THE PROBLEM » Copy out, word for word, the part of the entries below that opens with the line containing "Please examine the photo and determine if any brown fur" and closes with the line containing "180 3 765 608", including both of those lines.

--- Start AVAILABLE RECORDS ---

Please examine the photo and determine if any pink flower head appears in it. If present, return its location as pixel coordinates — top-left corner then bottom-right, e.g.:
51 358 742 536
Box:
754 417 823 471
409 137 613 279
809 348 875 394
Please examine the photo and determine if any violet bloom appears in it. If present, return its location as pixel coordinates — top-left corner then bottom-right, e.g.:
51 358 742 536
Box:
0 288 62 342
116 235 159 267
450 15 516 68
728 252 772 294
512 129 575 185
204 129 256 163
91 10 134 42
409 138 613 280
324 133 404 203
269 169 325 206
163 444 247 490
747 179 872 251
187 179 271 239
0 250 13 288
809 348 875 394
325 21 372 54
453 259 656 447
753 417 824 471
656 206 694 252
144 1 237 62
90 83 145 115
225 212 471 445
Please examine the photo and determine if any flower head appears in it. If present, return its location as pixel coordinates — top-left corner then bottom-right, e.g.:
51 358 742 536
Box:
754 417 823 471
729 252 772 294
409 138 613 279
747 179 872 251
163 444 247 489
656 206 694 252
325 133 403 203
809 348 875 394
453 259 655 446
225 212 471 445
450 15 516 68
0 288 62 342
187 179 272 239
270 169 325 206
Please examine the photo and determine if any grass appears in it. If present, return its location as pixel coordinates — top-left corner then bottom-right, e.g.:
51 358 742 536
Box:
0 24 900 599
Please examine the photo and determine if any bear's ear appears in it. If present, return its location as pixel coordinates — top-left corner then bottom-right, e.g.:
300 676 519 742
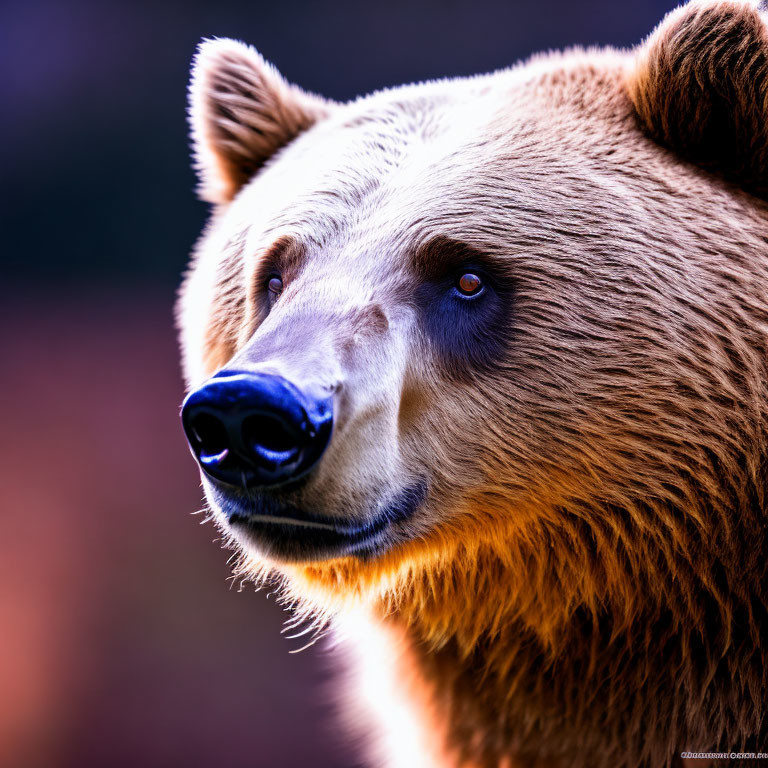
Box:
628 0 768 195
189 39 332 203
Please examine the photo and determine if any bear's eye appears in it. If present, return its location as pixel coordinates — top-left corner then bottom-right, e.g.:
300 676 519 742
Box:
456 272 483 296
267 275 283 299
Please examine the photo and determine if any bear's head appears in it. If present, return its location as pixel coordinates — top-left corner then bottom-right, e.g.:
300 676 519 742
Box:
178 0 768 644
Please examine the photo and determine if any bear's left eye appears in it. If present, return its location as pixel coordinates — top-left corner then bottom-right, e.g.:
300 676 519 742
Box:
456 272 483 296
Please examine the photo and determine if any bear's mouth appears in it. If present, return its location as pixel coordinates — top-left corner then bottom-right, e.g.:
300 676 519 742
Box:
207 482 427 563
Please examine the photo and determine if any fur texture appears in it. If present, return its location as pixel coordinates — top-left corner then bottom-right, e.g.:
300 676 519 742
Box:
179 1 768 768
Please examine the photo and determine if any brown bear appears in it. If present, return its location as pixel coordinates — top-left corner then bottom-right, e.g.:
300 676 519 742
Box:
178 0 768 768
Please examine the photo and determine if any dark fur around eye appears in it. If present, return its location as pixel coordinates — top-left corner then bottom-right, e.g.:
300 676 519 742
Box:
415 265 512 379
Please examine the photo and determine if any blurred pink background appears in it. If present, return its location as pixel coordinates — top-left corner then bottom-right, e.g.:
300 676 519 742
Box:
0 291 353 768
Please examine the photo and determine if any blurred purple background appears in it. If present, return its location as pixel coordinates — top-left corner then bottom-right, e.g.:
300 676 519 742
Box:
0 0 672 768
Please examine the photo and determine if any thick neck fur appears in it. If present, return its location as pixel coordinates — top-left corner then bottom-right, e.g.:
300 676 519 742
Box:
284 478 768 768
386 509 768 768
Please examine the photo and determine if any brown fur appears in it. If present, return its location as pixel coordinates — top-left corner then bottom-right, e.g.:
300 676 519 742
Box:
180 2 768 768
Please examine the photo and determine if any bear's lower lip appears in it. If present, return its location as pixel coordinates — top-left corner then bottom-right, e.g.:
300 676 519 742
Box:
208 482 427 562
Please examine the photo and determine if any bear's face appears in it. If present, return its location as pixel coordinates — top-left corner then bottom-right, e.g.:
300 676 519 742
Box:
180 3 765 608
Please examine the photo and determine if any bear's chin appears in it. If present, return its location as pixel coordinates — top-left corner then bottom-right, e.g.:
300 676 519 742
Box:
208 483 427 564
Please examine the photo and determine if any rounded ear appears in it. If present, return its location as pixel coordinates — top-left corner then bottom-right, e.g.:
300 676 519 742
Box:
189 39 333 203
628 0 768 195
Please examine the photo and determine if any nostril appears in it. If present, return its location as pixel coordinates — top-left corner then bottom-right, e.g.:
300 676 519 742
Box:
189 413 229 465
243 413 301 457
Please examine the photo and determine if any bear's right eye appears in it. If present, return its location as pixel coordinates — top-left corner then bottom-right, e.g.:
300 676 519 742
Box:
267 275 283 301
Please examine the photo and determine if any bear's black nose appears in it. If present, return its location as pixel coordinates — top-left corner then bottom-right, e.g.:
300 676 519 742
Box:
181 371 333 488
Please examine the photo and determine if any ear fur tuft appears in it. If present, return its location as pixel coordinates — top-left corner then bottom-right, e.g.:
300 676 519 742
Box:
189 38 332 203
628 0 768 195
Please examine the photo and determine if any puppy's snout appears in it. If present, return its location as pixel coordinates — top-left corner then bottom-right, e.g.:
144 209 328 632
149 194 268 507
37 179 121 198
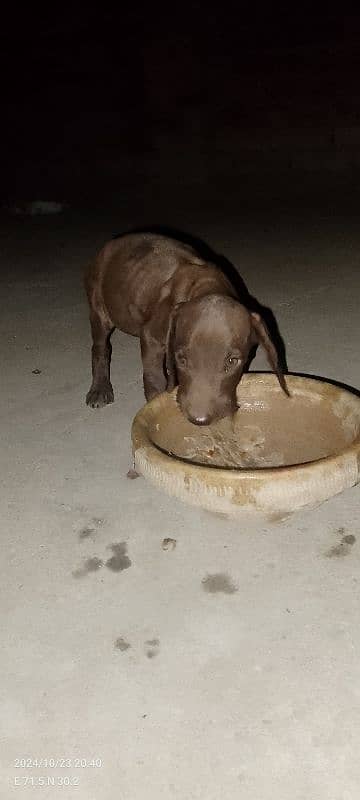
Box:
189 415 211 425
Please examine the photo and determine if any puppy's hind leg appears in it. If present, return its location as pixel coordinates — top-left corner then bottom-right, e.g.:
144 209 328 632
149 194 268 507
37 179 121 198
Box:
86 308 114 408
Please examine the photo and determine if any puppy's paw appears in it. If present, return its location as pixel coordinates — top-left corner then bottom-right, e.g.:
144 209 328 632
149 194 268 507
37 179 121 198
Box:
86 383 114 408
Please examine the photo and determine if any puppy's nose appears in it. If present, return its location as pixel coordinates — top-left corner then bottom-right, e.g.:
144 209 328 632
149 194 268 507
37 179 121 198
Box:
189 414 210 425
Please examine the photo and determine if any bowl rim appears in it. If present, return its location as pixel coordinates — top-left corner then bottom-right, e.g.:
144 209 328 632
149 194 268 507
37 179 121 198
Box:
131 371 360 481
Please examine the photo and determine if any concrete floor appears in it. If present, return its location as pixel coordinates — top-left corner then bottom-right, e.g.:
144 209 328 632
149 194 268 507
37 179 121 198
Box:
0 185 360 800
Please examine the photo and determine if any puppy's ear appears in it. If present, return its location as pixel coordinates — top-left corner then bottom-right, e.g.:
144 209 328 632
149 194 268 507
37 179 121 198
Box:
250 311 290 397
165 303 183 392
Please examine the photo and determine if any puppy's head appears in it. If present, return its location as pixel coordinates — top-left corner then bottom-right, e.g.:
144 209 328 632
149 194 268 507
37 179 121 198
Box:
166 294 288 425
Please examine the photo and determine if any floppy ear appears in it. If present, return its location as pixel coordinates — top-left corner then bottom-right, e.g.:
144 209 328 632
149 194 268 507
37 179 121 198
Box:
250 311 290 397
165 303 183 392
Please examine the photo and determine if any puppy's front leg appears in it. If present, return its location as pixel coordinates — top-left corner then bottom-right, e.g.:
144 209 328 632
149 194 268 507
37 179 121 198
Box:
86 311 114 408
140 328 167 402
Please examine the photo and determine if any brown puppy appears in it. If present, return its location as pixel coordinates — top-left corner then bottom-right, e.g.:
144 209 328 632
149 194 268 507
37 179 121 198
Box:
85 233 287 425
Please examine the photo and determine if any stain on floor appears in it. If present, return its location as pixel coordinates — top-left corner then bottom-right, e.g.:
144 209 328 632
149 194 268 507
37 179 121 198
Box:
201 572 238 594
79 517 104 540
325 528 356 558
73 556 104 578
145 639 160 658
105 542 131 572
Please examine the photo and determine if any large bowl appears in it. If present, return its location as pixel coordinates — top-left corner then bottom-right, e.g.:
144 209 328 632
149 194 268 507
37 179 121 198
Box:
132 373 360 519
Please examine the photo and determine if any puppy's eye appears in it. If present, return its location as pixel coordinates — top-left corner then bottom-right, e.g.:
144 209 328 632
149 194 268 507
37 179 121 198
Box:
225 356 241 372
176 353 187 367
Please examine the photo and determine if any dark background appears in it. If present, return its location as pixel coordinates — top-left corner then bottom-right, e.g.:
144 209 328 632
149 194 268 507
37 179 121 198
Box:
1 2 360 211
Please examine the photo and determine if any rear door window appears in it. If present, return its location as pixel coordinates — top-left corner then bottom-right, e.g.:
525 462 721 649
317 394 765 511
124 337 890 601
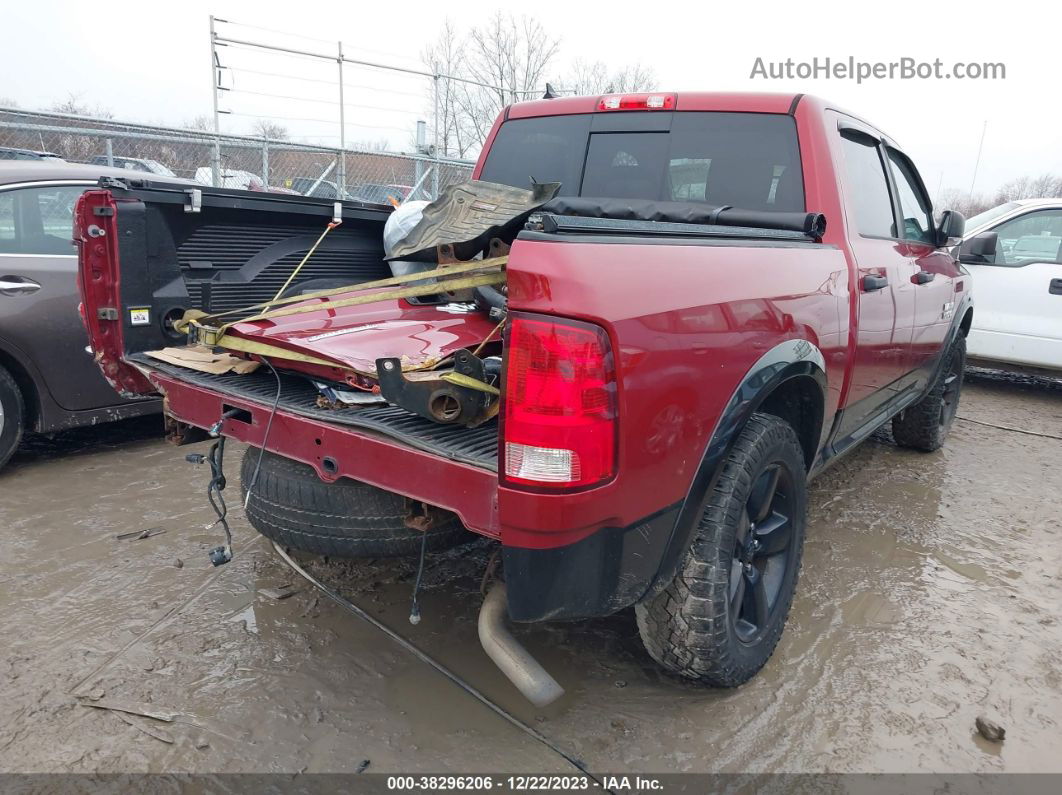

--- End AVAILABLE RECORDS ---

TASK ANSWER »
Please examine the photo and determine if any brown fur appears in it. If present, return its location as pixel coordinates — top-left corner then bottom-right, e.g.:
300 676 519 742
Box:
180 2 768 768
Please examine the photo and determine if any bear's lower lip appears in it. If present, return its location as pixel coordinates — top-left corner then bottom-right, e.g.:
300 676 519 742
Box:
208 482 427 562
Please examine the photo and determine if any bear's face appears in it. If present, return its location as pixel coordinates — top-left corner then bottom-right, e.g.:
300 676 519 742
Box:
180 3 765 608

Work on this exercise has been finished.